What you should do: Could you print every record below exactly as it appears?

Data to use:
^^^^^^^^
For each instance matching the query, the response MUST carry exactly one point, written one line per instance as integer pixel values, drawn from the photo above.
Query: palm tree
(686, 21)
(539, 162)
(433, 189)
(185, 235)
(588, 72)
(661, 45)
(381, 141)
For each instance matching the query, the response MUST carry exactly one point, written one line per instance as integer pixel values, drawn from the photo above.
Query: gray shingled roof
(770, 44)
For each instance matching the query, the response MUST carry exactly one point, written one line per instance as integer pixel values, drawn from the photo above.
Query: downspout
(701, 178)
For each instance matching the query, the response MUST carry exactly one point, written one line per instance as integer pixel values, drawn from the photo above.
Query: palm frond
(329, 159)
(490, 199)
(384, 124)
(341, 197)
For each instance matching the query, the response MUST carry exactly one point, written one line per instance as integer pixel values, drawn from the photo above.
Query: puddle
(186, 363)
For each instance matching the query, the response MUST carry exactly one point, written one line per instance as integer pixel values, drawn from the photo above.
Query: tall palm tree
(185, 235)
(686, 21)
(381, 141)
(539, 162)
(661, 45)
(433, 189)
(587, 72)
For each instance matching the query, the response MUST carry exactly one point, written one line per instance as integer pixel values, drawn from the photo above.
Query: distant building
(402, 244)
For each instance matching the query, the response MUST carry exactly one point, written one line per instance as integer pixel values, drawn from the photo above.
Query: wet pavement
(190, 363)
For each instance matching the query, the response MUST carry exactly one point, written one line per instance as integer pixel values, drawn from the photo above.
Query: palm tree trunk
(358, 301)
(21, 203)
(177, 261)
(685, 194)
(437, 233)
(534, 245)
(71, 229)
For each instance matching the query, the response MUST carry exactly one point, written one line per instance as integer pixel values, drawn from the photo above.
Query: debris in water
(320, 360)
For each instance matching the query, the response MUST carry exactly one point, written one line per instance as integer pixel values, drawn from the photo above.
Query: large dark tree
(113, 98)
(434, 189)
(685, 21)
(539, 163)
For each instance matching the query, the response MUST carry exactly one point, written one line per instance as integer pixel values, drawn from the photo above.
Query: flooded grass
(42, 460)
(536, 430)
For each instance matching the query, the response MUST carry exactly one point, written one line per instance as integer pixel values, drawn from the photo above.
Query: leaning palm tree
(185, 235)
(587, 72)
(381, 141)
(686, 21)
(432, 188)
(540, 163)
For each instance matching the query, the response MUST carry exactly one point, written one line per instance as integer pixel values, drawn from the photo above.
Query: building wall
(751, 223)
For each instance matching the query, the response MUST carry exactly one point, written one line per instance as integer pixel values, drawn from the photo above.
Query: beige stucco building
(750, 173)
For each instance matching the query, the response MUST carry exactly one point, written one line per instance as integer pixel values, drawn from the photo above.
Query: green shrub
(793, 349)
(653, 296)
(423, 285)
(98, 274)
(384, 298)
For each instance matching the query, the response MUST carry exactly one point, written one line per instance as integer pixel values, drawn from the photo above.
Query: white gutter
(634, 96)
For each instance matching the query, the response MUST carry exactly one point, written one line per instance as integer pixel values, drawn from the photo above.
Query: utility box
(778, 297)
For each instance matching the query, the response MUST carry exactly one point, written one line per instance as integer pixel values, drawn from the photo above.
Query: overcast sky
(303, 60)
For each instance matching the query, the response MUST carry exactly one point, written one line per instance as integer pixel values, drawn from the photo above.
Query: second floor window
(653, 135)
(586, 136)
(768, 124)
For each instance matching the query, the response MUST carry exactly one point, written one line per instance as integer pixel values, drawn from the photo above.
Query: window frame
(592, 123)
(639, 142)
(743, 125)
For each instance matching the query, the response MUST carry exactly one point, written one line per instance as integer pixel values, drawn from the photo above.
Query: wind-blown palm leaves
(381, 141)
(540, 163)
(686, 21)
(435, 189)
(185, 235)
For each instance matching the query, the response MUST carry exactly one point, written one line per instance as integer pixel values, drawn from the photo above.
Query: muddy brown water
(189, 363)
^^^^^^^^
Final answer:
For each instance matching the query, the response MUST carry exactly one point, written one line per instance as integer pixel values, drawn from the photo above.
Query: palm tree
(686, 21)
(539, 162)
(433, 189)
(185, 235)
(588, 72)
(661, 45)
(381, 141)
For each instance matching the query, the response MUST carry exactly one point, written one line per instance as integer pixel values, drawn from the photo above.
Query: gray shingled roof
(770, 44)
For each instance matching the query, the response MUST carry exactly one point, written one line per instance as integer pixel values, drawn from the photo above.
Query: downspout
(701, 178)
For each instance matching the query, the response MUST carry exactly one point, written one line per instance as integer pixel values, drawn from the photo above.
Query: palm frond
(329, 159)
(490, 199)
(384, 124)
(341, 197)
For each instance matching the query, the response MUST carry exactly one point, written one line per instance as integer pixel values, drawn from the photo above.
Query: puddle
(186, 363)
For each instance matching the query, the response MUST carry exactly one point, written one line per instance as integer pixel values, drawn from the photo above.
Query: tall palm tree
(185, 235)
(686, 21)
(381, 141)
(539, 162)
(661, 45)
(433, 189)
(587, 72)
For each instance matching the query, the response MUST carry exactly one point, written one line per instance as integer pixel values, drawn from the photo above.
Query: distant building
(402, 244)
For each instance matching the query, the response MUST carry exactly one point, written one line per instance as integer pixel values, drawn from the photo above.
Query: wet pavement
(190, 363)
For each instance matching the query, the response MUST carry exactly one point, written one line per instance as integer pixel values, drawn from the photo above.
Query: palm tree trunk
(358, 301)
(21, 203)
(177, 261)
(685, 194)
(437, 233)
(534, 245)
(71, 229)
For each instance matching the query, the response MUST carry exactly one point, written one line per instance as integer pixel values, drawn from the photo above.
Query: debris in water
(320, 360)
For each instance matching the query, the response MUST carry exactly one point, written one line per instance as integer pixel values, drawn from the photo above.
Query: large dark tree
(113, 98)
(434, 189)
(685, 21)
(539, 163)
For each instance matching the query, the response MUST carry exactly one point, written one line per instance as integer pixel values, drawn from the photo above.
Query: flooded grass
(42, 460)
(536, 430)
For each instance matching the query, the response MUST carry exactly one point, written one line per instance as integer pixel values, drawn from the photo above.
Query: leaning palm tree
(185, 235)
(587, 72)
(381, 141)
(686, 21)
(432, 188)
(540, 163)
For each instance matching the query, the response MUST carry exactly one point, written one line per instance as integer pixel values, drawn from the photo above.
Query: building wall
(751, 223)
For each instance matching the query, the response MUST carry exactly one point, written one line per instance as integer pixel values, drawn from the photo above.
Query: beige stucco building
(750, 173)
For each instance matching the query, the response MUST carry exactly one point, written one line per instance as integer pixel values, drawn from the photo above.
Query: green shrub
(793, 349)
(653, 296)
(423, 285)
(98, 274)
(384, 298)
For each instance matching the query, the response MUST carry exactly one point, written one line per instance as integer pixel values, drawn from the photo above.
Query: white gutter
(634, 96)
For each instance matching the query, the response MUST carry exactly one point, written one line per instance as integer pixel values, drawn from the photo above.
Query: utility box
(778, 297)
For each instance matching the query, the response MUST carry exactly one point, written one line per instance as integer pixel values, drawn from the photo above.
Query: overcast sky
(303, 60)
For each instance matching the query, the response MUST carry exactly one point, written one line per instance as integer pixel values, drawn from the photo above.
Query: second floor window
(653, 135)
(586, 136)
(768, 124)
For each instance matching the query, the response MUST carry exactly one point, written one line per instance as integer pixel values, drawn from the photo above.
Query: window frame
(592, 123)
(639, 142)
(743, 125)
For each instance matching the query, the response MUST carry exactly one point, written one line per instance as integer pixel values, drawn from the photo above.
Query: wind-blown palm leaves
(381, 141)
(540, 163)
(686, 21)
(435, 189)
(185, 235)
For each instance matching the query, the response MUST carry exactly one point, written one line per instance as integer pixel values, drawn from the photo above.
Query: muddy brown water
(189, 363)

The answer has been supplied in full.